BEGIN Task input

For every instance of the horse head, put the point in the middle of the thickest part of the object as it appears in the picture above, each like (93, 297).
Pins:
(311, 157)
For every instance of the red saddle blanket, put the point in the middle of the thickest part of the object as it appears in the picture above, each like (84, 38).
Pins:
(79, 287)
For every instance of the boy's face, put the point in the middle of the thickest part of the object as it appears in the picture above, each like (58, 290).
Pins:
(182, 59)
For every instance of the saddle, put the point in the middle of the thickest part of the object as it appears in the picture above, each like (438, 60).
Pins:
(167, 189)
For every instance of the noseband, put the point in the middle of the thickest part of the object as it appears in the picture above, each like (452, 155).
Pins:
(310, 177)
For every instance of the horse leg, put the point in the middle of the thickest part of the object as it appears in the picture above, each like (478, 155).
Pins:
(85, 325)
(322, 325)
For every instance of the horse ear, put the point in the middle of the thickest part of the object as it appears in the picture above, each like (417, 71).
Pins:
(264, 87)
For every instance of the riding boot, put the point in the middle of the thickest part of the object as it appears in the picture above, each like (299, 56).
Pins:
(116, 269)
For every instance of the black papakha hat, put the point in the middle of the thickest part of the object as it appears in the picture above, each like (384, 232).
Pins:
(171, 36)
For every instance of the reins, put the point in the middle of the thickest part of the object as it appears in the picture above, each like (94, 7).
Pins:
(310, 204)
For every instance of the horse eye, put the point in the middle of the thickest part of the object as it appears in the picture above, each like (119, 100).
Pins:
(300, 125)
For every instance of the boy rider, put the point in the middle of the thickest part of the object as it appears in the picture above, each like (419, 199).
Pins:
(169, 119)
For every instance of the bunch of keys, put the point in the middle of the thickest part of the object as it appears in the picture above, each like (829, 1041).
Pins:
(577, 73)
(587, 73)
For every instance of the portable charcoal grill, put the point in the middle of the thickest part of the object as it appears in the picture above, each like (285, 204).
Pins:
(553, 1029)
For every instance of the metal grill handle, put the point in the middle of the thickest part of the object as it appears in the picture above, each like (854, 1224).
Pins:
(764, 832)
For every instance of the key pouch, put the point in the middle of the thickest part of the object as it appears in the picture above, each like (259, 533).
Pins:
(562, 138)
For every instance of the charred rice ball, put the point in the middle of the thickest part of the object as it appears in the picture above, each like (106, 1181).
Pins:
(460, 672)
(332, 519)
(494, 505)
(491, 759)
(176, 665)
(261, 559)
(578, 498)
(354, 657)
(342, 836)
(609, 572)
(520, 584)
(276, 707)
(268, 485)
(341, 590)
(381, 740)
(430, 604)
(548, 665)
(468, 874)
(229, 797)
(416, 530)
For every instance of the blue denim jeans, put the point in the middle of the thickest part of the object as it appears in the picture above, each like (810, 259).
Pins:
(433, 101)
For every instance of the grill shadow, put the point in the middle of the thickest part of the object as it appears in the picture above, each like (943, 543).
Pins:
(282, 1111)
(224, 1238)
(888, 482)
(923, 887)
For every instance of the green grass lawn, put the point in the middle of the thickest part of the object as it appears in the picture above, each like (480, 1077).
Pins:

END Task input

### Your objective
The records are to be retyped exactly. No line may be skipped.

### Reply to the task
For every instance of the horse head, put the point in the middle of the thickest part of the object as it appears in the picture above, each like (93, 297).
Pins:
(311, 157)
For every instance of the red saddle blanket, put the point in the middle of the thickest part of the object as it appears in the picture above, each like (84, 38).
Pins:
(79, 287)
For every instance of the boy's face, put the point in the middle of the thickest part of the object as it appears in the picture above, each like (58, 290).
Pins:
(182, 59)
For every instance of the saddle, put the point in the middle of the thickest part of the object as it appears in the picture above, each like (438, 60).
Pins:
(167, 189)
For every instance of the noseband, put the point in the middle of the thickest part of the object as it appears in the picture above, each like (452, 155).
Pins:
(310, 177)
For every instance of the horse leg, put the point in the middle of the thickest part of the object as it appears in the picture above, each like (478, 155).
Pins:
(85, 325)
(322, 325)
For every instance of the horse ear, put the point in the middle of the thickest part of the object as it appears in the picture above, each like (417, 71).
Pins:
(264, 87)
For every instance of the riding boot, put the point in the middle of the thickest part of the object as it appears in the picture above, each like (299, 56).
Pins:
(116, 269)
For every instance of the black papakha hat, put the point in the middle of the thickest part of the object as it appears in the picture above, each like (384, 232).
Pins:
(171, 36)
For every instance of the reins, put the point in the middle of the thickest part of the object as it appears in the picture above, each like (94, 7).
Pins:
(310, 204)
For every instance of the horse eye, put the point in the middle of the thickest part of the object as it appears in the picture above, each like (119, 100).
Pins:
(300, 125)
For every instance of the boy rider, put the point in the middle of the thickest part of the object as it appears in the picture above, each like (419, 199).
Pins:
(169, 119)
For every instance of the bunch of keys, put the point in the middle of the thickest part of the object as it appears in the picture above, each like (829, 1041).
Pins:
(577, 73)
(587, 73)
For every instance of the portable charcoal grill, put the point in the middle of the thickest part of the object as it appears in the picture above, each like (285, 204).
Pins:
(553, 1029)
For every instance of the metal grill handle, put the point in the middle of the thickest part of the object as it appears in the picture above, each like (854, 1224).
Pins:
(764, 832)
For every instance of the key pouch, put the point in the middle of the thickest part of the object as it appears in the picture above, each like (259, 533).
Pins:
(562, 138)
For every instance of the charred rice ball, put the point in the middle of the thickest part of the object as it appears in the picture above, each like (106, 1181).
Pins:
(460, 672)
(332, 519)
(494, 505)
(491, 759)
(176, 665)
(261, 559)
(578, 498)
(354, 657)
(342, 836)
(609, 572)
(520, 584)
(276, 707)
(268, 485)
(341, 590)
(381, 740)
(430, 604)
(548, 665)
(468, 874)
(229, 797)
(416, 530)
For every instance of the blue denim jeans, put the point in the middle of the thickest part of the object as it appears in the picture above, each like (810, 259).
Pins:
(433, 101)
For every instance of the grill shadow, put the point in the middle of the thickest part of the object as it appears in the picture above, each like (943, 543).
Pins:
(282, 1111)
(224, 1238)
(888, 482)
(923, 887)
For every instance of the green grass lawn, put the point in the middle of the thickest part of the object as it appears in the picture above, each like (480, 1077).
Pins:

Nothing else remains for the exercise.